- **A fazer**:
Como fica o texto sobre o Portugal-UK 650, de "Eu vim estudar" a "para estas comemorações.", se você trocar "chá" por "críquete"?

- **Texto dado**:
====================
Além do trabalho desenvolvido, ficam também um conjunto de obras que produziram os nossos parceiros: temos um prato que oferecemos a Rei e ao Presidente, temos um relógio comemorativo de uma empresa britânica, a Isotope Watches, a Taylor’s Port fez uma caixa especial destas comemorações, vão sair livros, já saiu um livro infantil, foi feita plantação de árvores, um CD com música coral portuguesa e inglesa dirigido pelo Professor Doutor Owen Rees, Diretor Artístico do Portugal-UK 650, um documentário do realizador Martin John Dale, um postal feito pelos CTT, entre muitos outros projetos.
O nosso objetivo com as peças que produzimos era que tudo o que fizemos ficasse bonito e fosse feito com a melhor qualidade. Foi produzido sem nenhum financiamento mas tinha de ser bom, e foi.
De onde surgiu a sua vontade de contribuir pessoalmente para a sociedade?
Eu vim estudar para o Reino Unido em 1992, e fiz este intercâmbio, e também tenho uma amizade pelo Reino Unido pessoalmente. Conheço todas as coisas que nos ligam - o futebol, o chá, a marmelada, a história.
Além disso, todos os meus anos em Inglaterra deram-me acesso a muitos contactos na rede europeia dos serviços educativos de ópera, dança e música, trabalhei com centenas de instituições em todo o mundo, fui relatora da Comissão Europeia na China e tudo isso deu-me um currículo e contactos que me permitiram trazer para estas comemorações.
====================
- **Conjunto de dados**:

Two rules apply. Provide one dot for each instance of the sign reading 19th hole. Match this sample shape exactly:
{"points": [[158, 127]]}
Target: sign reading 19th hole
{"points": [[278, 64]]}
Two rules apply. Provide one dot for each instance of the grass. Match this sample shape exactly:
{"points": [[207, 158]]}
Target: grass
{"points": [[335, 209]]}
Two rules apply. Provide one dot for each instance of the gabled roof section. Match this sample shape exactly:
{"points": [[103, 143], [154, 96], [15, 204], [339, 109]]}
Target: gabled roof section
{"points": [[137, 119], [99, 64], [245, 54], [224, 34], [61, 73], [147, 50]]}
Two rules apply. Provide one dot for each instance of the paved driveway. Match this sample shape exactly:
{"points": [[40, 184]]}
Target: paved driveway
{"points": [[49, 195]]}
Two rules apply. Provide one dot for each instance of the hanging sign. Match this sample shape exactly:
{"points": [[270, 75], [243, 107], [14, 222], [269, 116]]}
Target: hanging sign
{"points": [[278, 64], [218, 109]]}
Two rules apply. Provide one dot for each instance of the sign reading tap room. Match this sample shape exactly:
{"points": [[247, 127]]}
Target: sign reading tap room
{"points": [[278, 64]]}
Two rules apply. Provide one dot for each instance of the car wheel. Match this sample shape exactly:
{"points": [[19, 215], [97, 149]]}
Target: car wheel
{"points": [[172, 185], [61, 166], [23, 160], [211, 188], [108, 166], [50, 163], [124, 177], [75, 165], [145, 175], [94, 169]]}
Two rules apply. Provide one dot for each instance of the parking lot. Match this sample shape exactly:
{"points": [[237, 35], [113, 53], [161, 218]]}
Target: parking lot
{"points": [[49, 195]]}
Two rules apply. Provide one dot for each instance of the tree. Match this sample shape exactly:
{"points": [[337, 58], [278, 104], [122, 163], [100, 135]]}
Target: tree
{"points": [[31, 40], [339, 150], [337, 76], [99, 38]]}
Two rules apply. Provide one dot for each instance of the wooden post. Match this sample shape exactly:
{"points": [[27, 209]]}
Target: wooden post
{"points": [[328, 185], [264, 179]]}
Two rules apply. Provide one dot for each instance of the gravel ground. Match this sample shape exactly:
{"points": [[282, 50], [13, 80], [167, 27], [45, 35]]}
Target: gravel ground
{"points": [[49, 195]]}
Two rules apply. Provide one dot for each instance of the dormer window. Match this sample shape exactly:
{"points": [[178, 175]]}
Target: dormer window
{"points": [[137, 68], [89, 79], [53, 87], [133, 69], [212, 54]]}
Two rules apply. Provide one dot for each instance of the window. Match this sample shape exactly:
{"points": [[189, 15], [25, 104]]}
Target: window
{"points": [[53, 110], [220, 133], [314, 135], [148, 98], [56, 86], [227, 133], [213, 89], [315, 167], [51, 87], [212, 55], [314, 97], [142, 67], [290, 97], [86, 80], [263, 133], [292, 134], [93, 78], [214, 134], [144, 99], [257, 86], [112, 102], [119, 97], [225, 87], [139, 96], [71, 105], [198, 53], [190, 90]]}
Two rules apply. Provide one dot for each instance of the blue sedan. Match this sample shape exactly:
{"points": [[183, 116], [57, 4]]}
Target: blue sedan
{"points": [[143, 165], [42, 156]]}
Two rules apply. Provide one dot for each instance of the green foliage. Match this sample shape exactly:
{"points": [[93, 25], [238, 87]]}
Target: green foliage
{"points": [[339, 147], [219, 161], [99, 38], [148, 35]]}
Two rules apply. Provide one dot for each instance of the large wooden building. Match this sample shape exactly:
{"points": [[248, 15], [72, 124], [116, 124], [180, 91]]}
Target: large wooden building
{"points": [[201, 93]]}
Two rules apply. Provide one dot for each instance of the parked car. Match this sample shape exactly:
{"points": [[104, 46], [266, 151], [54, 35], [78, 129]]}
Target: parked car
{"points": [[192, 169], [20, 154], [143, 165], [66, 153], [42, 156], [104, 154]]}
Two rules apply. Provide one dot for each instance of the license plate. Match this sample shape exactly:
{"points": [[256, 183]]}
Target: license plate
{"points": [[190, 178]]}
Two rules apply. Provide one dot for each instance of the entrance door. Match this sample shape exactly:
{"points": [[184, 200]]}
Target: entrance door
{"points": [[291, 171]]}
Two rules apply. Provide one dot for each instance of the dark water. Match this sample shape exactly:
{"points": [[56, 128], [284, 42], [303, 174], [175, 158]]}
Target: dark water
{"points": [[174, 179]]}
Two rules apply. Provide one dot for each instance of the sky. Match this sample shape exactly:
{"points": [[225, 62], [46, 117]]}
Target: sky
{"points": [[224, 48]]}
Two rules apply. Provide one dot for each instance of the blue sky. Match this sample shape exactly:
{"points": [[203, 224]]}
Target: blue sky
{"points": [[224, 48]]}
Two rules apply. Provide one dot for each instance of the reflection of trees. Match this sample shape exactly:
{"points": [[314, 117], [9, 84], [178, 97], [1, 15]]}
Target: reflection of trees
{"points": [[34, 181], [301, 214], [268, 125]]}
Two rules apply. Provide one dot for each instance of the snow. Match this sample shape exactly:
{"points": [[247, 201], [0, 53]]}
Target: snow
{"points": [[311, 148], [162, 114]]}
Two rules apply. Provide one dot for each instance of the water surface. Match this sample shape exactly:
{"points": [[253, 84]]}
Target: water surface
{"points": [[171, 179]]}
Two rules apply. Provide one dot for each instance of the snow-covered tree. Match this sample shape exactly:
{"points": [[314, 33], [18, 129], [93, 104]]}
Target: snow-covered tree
====================
- **Resposta ao problema**:
Eu vim estudar para o Reino Unido em 1992, e fiz este intercâmbio, e também tenho uma amizade pelo Reino Unido pessoalmente. Conheço todas as coisas que nos ligam - o futebol, o críquete, a marmelada, a história.
Além disso, todos os meus anos em Inglaterra deram-me acesso a muitos contactos na rede europeia dos serviços educativos de ópera, dança e música, trabalhei com centenas de instituições em todo o mundo, fui relatora da Comissão Europeia na China e tudo isso deu-me um currículo e contactos que me permitiram trazer para estas comemorações.